Consegna A: Individua e copia ogni riga che contiene la stringa "shirt".

Sezione di testo:
______________________________

Un anno fa il vescovo Erwin Kräutler, austriaco di nascita e titolare in Brasile della prelatura di Xingu, con soli 25 sacerdoti in un territorio grande più dell'Italia e quindi con la possibilità di celebrare la messa e i sacramenti solo due o tre volte all'anno nelle località più sperdute, si è fatto portatore presso papa Francesco della richiesta di tanti vescovi suoi confratelli di sopperire alla mancanza di sacerdoti celibi conferendo la sacra ordinazione anche a "viri probati", cioè a uomini di comprovata virtù, sposati.
La richiesta non era nuova. E i vescovi brasiliani – ma non solo essi – l'hanno rilanciata a più riprese. Il cardinale Cláudio Hummes, 81 anni, arcivescovo emerito di San Paolo e amico e grande elettore di Jorge Mario Bergoglio, l'ha proposta anche quando è stato prefetto della congregazione vaticana per il clero, dal 2006 al 2010.
Oggi Hummes è presidente sia della commissione per l’Amazzonia della conferenza episcopale del Brasile, sia della Rete Pan-Amazzonica che riunisce 25 cardinali e vescovi dei paesi dell'area, oltre a rappresentanti indigeni di diverse etnie locali. E in questa veste ha dichiarato il mese scorso alla Radio Vaticana di "lavorare affinché ci sia una Chiesa indigena, una Chiesa immersa nella storia e nella cultura nella religione degli indigeni, una Chiesa che abbia come guida un clero indigeno. Loro hanno il diritto a questo. Sono l’ultima periferia che abbiamo, la più lontana".

______________________________

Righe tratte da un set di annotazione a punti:
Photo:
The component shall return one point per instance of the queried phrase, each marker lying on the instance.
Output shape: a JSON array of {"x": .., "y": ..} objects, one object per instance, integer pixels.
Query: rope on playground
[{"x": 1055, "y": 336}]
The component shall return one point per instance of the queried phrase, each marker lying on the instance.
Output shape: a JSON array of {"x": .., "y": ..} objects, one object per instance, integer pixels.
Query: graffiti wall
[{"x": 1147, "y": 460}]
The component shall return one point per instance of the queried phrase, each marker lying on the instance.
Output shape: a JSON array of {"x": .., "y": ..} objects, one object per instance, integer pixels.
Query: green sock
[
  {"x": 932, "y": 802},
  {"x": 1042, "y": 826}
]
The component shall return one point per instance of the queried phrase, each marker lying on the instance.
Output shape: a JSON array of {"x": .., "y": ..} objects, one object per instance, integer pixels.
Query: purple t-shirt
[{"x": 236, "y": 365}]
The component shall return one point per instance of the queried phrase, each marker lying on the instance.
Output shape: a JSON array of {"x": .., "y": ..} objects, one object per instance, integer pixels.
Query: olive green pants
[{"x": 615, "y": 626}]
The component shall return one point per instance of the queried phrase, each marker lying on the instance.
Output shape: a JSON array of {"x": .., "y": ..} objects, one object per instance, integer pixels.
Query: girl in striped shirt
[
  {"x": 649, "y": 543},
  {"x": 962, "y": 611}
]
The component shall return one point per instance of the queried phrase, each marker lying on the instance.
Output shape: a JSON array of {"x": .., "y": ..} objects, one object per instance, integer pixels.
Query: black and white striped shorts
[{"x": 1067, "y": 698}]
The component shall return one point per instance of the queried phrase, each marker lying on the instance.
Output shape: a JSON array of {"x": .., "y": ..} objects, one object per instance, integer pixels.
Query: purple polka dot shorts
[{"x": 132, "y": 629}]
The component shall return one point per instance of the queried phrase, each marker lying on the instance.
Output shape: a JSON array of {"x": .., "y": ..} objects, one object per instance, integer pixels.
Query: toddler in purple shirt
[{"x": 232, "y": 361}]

______________________________

Consegna B: Nel brano sull'ordinazione dei viri probati, riscrivi la parte che si apre con le parole "Un anno fa il" e si chiude con "2006 al 2010.", rinominando "sacerdoti" in "preti".

Risposta corretta A:
Query: purple t-shirt
Query: girl in striped shirt
Query: toddler in purple shirt

Risposta corretta B:
Un anno fa il vescovo Erwin Kräutler, austriaco di nascita e titolare in Brasile della prelatura di Xingu, con soli 25 preti in un territorio grande più dell'Italia e quindi con la possibilità di celebrare la messa e i sacramenti solo due o tre volte all'anno nelle località più sperdute, si è fatto portatore presso papa Francesco della richiesta di tanti vescovi suoi confratelli di sopperire alla mancanza di preti celibi conferendo la sacra ordinazione anche a "viri probati", cioè a uomini di comprovata virtù, sposati.
La richiesta non era nuova. E i vescovi brasiliani – ma non solo essi – l'hanno rilanciata a più riprese. Il cardinale Cláudio Hummes, 81 anni, arcivescovo emerito di San Paolo e amico e grande elettore di Jorge Mario Bergoglio, l'ha proposta anche quando è stato prefetto della congregazione vaticana per il clero, dal 2006 al 2010.